__Problem to solve__:
Would you output each record exactly as it stands?

╭─ Data provided

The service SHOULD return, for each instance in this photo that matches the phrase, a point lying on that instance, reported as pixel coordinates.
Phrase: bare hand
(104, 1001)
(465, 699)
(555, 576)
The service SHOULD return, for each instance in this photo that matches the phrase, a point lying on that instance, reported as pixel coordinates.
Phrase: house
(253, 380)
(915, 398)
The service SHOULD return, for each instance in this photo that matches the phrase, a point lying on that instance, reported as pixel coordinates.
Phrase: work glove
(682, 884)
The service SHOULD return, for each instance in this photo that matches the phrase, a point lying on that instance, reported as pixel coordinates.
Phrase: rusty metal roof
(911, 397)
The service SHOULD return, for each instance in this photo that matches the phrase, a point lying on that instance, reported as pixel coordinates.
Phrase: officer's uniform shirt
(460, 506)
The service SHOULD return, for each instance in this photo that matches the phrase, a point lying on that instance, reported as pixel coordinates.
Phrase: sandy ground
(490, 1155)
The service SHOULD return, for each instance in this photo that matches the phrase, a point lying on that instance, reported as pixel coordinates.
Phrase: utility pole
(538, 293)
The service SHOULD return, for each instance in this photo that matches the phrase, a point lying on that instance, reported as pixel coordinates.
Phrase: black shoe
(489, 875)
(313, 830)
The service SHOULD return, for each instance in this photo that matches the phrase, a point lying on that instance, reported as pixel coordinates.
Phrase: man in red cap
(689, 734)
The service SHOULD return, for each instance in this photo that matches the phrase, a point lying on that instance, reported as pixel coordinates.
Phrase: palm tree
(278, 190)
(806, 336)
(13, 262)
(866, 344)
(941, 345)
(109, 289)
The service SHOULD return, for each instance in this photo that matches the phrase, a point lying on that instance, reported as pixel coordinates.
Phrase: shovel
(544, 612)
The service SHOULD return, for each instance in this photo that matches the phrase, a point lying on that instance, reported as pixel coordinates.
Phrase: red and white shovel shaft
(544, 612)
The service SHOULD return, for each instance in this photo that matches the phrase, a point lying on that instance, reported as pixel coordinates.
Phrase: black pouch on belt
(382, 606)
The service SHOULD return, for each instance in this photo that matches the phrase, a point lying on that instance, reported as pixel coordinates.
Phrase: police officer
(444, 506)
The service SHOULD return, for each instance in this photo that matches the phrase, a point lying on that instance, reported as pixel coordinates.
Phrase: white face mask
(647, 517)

╰─

__Response below__:
The service SHOULD return, for each instance in this photo that matches the phrase, a point lying on that instance, reported as pixel coordinates.
Phrase: bare hand
(104, 1001)
(465, 699)
(555, 576)
The service SHOULD return, for each instance in this photo that matches the phrase, a point lying on that instance, reported as pixel coordinates.
Phrase: house
(253, 380)
(915, 398)
The service SHOULD return, for each instance in this photo that matches the phrase, a point lying on that instance, reported as pixel coordinates.
Phrase: work glove
(682, 884)
The service SHOULD return, for each instance in this photo that matches the phrase, a point lying on that instance, reported as pixel coordinates.
Phrase: rusty metal roof
(911, 397)
The service SHOULD return, for each instance in this photo that matches the phrase, a point lying on that instance, reported as pixel coordinates.
Phrase: officer's uniform shirt
(460, 506)
The service SHOULD return, for each instance in this photo that matches the phrase, a point lying on that instance, reported as pixel coordinates.
Phrase: sandy ground
(490, 1155)
The service SHOULD return, for each instance in this photo that matches the phrase, a point lying on that instance, reported as pixel coordinates.
Phrase: utility pole
(538, 293)
The service SHOULD return, for each instance in this photo that matches the phrase, a point lying on that instance, reported as pixel coordinates.
Phrase: black shoe
(489, 875)
(313, 830)
The service SHOULD return, for each instance in this photo that matches the phrase, a point lying on that instance, reported as pixel coordinates.
Phrase: man in red cap
(689, 734)
The service SHOULD return, for each instance in this photo that matches the phrase, a point lying on that instance, reported as pixel coordinates.
Phrase: palm tree
(278, 190)
(806, 336)
(13, 262)
(866, 344)
(941, 345)
(109, 289)
The service SHOULD return, for each instance in this photo that matches the phrase, a point lying on that instance, reported as pixel coordinates.
Phrase: shovel
(544, 612)
The service SHOULD return, for each instance in this photo that matches the phrase, a point lying on that instance, reported as pixel coordinates.
Phrase: red and white shovel shaft
(544, 612)
The service SHOULD return, for each instance in this photo that matches the phrase, a point lying on that instance, reported as pixel coordinates.
Phrase: black pouch on belt
(382, 606)
The service SHOULD return, for each instance in this photo that matches the phrase, a point lying on that instance, reported as pixel coordinates.
Phrase: police officer
(444, 506)
The service SHOULD return, for each instance in this photo that matches the phrase, a point lying on that instance, reported as pixel coordinates.
Phrase: white face mask
(647, 517)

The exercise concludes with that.